DIRECTIONS FOR THIS TASK
Replace "single marker" with "single dot" everywhere in the data below, and reproduce every other line without changes.
— START STORED DATA —
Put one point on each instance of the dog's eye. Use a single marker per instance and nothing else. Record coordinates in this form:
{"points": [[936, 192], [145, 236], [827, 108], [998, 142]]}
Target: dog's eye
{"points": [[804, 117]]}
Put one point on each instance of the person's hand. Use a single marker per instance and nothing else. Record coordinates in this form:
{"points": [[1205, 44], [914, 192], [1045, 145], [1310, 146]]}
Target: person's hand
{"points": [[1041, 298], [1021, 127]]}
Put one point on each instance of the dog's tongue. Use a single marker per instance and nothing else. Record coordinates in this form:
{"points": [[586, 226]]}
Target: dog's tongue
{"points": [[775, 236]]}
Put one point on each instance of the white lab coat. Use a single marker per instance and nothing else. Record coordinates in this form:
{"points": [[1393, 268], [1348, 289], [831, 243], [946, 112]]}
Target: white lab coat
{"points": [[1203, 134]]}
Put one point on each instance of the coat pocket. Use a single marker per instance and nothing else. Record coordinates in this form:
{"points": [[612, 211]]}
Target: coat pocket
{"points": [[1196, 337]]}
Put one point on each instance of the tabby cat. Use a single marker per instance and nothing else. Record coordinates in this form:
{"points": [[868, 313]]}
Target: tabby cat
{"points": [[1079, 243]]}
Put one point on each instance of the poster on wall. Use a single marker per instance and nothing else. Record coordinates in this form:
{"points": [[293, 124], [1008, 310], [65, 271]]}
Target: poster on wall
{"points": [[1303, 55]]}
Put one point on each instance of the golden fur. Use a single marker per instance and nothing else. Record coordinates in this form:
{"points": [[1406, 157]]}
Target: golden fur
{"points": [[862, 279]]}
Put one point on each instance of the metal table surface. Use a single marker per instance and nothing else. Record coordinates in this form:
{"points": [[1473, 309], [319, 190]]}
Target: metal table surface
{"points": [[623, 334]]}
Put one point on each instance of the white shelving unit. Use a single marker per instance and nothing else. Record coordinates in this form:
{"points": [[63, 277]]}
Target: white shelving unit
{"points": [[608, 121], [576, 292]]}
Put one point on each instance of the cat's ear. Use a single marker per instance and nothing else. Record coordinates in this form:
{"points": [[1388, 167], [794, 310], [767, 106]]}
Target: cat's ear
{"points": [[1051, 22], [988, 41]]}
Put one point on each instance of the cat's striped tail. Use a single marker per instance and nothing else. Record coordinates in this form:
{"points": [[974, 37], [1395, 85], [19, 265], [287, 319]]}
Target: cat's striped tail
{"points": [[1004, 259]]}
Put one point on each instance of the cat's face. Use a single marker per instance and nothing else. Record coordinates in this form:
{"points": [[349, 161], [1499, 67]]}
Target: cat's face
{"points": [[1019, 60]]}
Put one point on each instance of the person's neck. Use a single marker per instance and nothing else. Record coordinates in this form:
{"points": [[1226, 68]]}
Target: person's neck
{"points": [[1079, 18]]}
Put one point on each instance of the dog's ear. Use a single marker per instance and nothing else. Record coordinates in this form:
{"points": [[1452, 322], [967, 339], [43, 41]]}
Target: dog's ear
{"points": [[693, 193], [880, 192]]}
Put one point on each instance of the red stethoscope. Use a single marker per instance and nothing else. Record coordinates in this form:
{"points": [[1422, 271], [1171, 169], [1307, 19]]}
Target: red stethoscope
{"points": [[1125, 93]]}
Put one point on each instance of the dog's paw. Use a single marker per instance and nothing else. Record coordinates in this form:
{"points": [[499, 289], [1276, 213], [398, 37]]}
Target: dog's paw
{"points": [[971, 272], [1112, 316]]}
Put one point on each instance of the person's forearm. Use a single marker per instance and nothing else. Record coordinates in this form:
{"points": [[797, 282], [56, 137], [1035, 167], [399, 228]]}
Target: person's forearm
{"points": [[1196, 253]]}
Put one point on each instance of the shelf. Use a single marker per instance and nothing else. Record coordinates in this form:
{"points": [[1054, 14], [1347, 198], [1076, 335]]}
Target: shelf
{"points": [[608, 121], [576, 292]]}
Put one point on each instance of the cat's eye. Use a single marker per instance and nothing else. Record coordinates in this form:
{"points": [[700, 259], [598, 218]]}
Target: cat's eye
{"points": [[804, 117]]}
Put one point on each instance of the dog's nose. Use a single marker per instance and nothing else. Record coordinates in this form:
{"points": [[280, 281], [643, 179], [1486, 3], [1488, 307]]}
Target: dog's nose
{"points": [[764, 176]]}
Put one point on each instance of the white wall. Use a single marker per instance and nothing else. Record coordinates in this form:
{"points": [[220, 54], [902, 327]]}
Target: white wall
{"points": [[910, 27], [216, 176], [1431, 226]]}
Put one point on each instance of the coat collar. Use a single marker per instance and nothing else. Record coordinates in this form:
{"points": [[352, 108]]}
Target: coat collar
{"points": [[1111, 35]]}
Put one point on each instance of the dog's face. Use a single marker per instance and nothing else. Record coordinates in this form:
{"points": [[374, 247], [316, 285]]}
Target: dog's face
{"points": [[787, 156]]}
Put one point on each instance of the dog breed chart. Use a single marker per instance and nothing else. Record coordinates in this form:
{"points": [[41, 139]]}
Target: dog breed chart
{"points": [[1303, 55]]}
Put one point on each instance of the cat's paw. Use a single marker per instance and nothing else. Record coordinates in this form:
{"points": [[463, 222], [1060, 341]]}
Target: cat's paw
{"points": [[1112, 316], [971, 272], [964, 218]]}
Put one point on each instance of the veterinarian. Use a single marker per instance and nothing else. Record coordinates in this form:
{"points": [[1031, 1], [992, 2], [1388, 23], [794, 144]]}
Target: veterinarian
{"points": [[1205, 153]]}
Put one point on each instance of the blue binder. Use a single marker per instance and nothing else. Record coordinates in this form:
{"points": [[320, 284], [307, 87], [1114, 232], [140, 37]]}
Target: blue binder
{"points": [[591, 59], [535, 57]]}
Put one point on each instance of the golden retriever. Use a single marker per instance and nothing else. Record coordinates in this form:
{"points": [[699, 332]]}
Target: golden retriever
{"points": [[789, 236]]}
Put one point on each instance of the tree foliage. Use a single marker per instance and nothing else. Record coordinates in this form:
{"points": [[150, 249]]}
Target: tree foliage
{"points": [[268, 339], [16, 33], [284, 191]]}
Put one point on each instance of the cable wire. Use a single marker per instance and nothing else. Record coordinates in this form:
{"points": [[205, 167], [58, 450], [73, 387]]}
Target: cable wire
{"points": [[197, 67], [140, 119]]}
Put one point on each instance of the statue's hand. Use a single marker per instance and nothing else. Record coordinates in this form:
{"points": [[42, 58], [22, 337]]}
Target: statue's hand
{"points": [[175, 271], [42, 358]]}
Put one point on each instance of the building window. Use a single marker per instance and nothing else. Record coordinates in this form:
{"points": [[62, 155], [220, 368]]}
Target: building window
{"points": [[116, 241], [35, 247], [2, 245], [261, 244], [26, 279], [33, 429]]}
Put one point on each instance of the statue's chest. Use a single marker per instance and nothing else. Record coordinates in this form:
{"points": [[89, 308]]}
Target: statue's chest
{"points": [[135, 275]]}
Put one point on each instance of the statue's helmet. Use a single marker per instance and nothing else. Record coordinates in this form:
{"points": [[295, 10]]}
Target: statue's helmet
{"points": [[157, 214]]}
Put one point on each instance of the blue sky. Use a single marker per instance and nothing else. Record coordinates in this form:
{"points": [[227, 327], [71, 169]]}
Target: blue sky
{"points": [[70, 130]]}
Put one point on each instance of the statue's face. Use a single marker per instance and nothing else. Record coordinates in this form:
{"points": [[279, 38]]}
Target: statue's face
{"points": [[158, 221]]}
— END STORED DATA —
SOLVED PROBLEM
Put one point on each instance of the dog's eye. Use a single dot per instance and nothing else. Record coordinates in this form:
{"points": [[936, 192], [145, 236], [827, 108], [998, 142]]}
Target: dog's eye
{"points": [[804, 117]]}
Put one point on each instance of the person's hand. Use a single dot per instance and nothing else. Record coordinates in this form:
{"points": [[1205, 44], [914, 192], [1045, 145], [1310, 146]]}
Target: person's hand
{"points": [[1041, 298], [1021, 127]]}
Put one point on each instance of the dog's tongue. Use a single dot per instance and nothing else. Record coordinates in this form:
{"points": [[586, 226]]}
Target: dog's tongue
{"points": [[775, 236]]}
Put one point on each instance of the white lab coat. Use a single dot per instance and nothing else. Record coordinates in this form:
{"points": [[1393, 268], [1348, 289], [831, 243], [946, 112]]}
Target: white lab coat
{"points": [[1203, 134]]}
Put one point on each instance of the coat pocket. Use a single dot per instance and nothing else. Record coordinates in this form:
{"points": [[612, 211]]}
Target: coat pocket
{"points": [[1196, 337]]}
Put one point on each instance of the tabby cat. Use a single dot per instance and nothing else. Record coordinates in this form:
{"points": [[868, 313]]}
Target: tabby cat
{"points": [[1079, 243]]}
Put one point on each instance of the poster on wall. Use a single dot per instance and nothing else. Record coordinates in this form:
{"points": [[293, 124], [1008, 310], [65, 271]]}
Target: poster on wall
{"points": [[1303, 55]]}
Put one point on each instance of the golden fur. Use a single dot per instance and nothing else. Record coordinates in this form:
{"points": [[1406, 157]]}
Target: golden fur
{"points": [[862, 279]]}
Put one point on each instance of the metal table surface. Use a single dot per instance and nothing else. Record coordinates in this form:
{"points": [[1473, 309], [319, 190]]}
Target: metal table surface
{"points": [[623, 334]]}
Put one point on each instance of the white shelving unit. Use a single dot per instance and nothing else. Record coordinates in this form:
{"points": [[63, 277]]}
Target: white shelving unit
{"points": [[608, 121], [576, 292]]}
Put one point on each instance of the cat's ear. Use a single dot per instance and nothing else. Record coordinates in this form:
{"points": [[1388, 167], [794, 310], [767, 106]]}
Target: cat's ear
{"points": [[1051, 22], [988, 41]]}
Put one point on each instance of the cat's striped tail. Use a single dot per instance and nothing else. Record coordinates in this form:
{"points": [[974, 37], [1395, 85], [19, 265], [287, 319]]}
Target: cat's striped tail
{"points": [[1004, 259]]}
Put one point on each instance of the cat's face. Use a single dot per instance and nothing else. Record coordinates in this form:
{"points": [[349, 161], [1499, 67]]}
Target: cat's face
{"points": [[1019, 60]]}
Put one point on each instance of the person's neck. Use a single dot per instance and nothing else. Record coordinates in this form:
{"points": [[1226, 68]]}
Target: person's neck
{"points": [[1079, 18]]}
Put one point on each instance of the dog's ear. Use a single dot per instance and nothing else. Record coordinates in this form:
{"points": [[1452, 322], [967, 339], [43, 41]]}
Target: dog's ear
{"points": [[693, 193], [880, 192]]}
Put one point on each instance of the red stethoscope. Use a single dot per instance and nothing else. Record coordinates in this form:
{"points": [[1422, 271], [1171, 169], [1307, 19]]}
Target: red stethoscope
{"points": [[1125, 93]]}
Put one point on each instance of the dog's paw. Use a single dot per instance and nothing else. Record coordinates in this form:
{"points": [[499, 289], [1276, 213], [398, 37]]}
Target: dog's paw
{"points": [[971, 272], [1112, 316]]}
Put one point on each instance of the person's forearm. Use a single dot per instance and nothing else. Record coordinates in this form:
{"points": [[797, 282], [56, 137], [1035, 167], [399, 228]]}
Target: person's forearm
{"points": [[1196, 253]]}
Put one point on each instance of the shelf. Use a single dot per instance and nothing else. Record coordinates in this form:
{"points": [[1054, 14], [1347, 198], [1076, 335]]}
Target: shelf
{"points": [[608, 121], [576, 292]]}
Put one point on each instance of the cat's eye. Use a single dot per instance and nothing else. Record coordinates in this form:
{"points": [[700, 259], [598, 218]]}
Target: cat's eye
{"points": [[804, 117]]}
Put one point on each instance of the dog's nose. Use a single dot per instance and nothing else. Record coordinates in this form:
{"points": [[280, 281], [643, 179], [1486, 3], [1488, 307]]}
Target: dog's nose
{"points": [[764, 176]]}
Put one point on each instance of the white wall. Use a single dot per instance and nothing else. Record coordinates in this form:
{"points": [[220, 54], [902, 327]]}
Target: white wall
{"points": [[910, 27], [216, 176], [1431, 226]]}
Put one point on each instance of the coat collar. Use a single dot per instance and nothing else. Record coordinates in this form:
{"points": [[352, 108]]}
Target: coat collar
{"points": [[1111, 35]]}
Put one point on each instance of the dog's face. Use a single dot per instance and nothing else. Record coordinates in this form:
{"points": [[374, 247], [316, 285]]}
Target: dog's face
{"points": [[787, 156]]}
Put one point on each instance of the dog breed chart. Use a single dot per instance and nothing else. Record coordinates in this form:
{"points": [[41, 139]]}
Target: dog breed chart
{"points": [[1303, 55]]}
Put one point on each instance of the cat's paw. Use a single dot per instance and nothing else. Record coordinates in this form:
{"points": [[463, 222], [1060, 341]]}
Target: cat's paw
{"points": [[1112, 316], [971, 272], [964, 218]]}
Put one point on each instance of the veterinarian. Use a single dot per instance and nothing else. Record coordinates in this form:
{"points": [[1031, 1], [992, 2], [1388, 23], [794, 144]]}
Target: veterinarian
{"points": [[1205, 153]]}
Put one point on each instance of the blue binder. Use a single dot per instance and nothing else. Record coordinates in this form:
{"points": [[320, 284], [307, 87], [1114, 232], [140, 37]]}
Target: blue binder
{"points": [[591, 59], [535, 57]]}
Put one point on each instance of the golden retriever. Use a single dot per instance and nothing else. Record coordinates in this form:
{"points": [[699, 332]]}
Target: golden retriever
{"points": [[789, 236]]}
Put one point on each instance of the tree foliage. Use a single dot per instance and nothing else. Record coordinates in this form:
{"points": [[150, 249]]}
Target: tree foliage
{"points": [[268, 339], [16, 33], [284, 191]]}
Put one point on each instance of the cable wire. Use a single dot per instance and nothing else. Record coordinates in this form:
{"points": [[205, 167], [58, 450], [73, 387]]}
Target: cable wire
{"points": [[197, 67], [140, 119]]}
Put one point on each instance of the statue's hand. Use a single dot per instance and nothing else. Record coordinates in this form:
{"points": [[42, 58], [22, 337]]}
Target: statue's hand
{"points": [[175, 271], [42, 358]]}
Put one point on each instance of the building window. Use a single dot per instance and nothing else. Record coordinates in this form:
{"points": [[62, 155], [220, 368]]}
Target: building window
{"points": [[116, 241], [35, 247], [2, 245], [261, 244], [26, 279], [33, 429]]}
Put one point on each instance of the statue's chest. Use a single dot per instance and nothing else. Record coordinates in this form:
{"points": [[89, 308]]}
Target: statue's chest
{"points": [[135, 275]]}
Put one point on each instance of the statue's helmet. Use a single dot per instance and nothing else. Record coordinates in this form:
{"points": [[295, 10]]}
Target: statue's helmet
{"points": [[157, 214]]}
Put one point on each instance of the blue sky. Use a single dot per instance and nothing else. Record coordinates in this form:
{"points": [[227, 327], [71, 169]]}
Target: blue sky
{"points": [[70, 130]]}
Put one point on each instance of the statue's face. Use a single dot per instance and nothing else. Record coordinates in this form:
{"points": [[279, 38]]}
Target: statue's face
{"points": [[158, 221]]}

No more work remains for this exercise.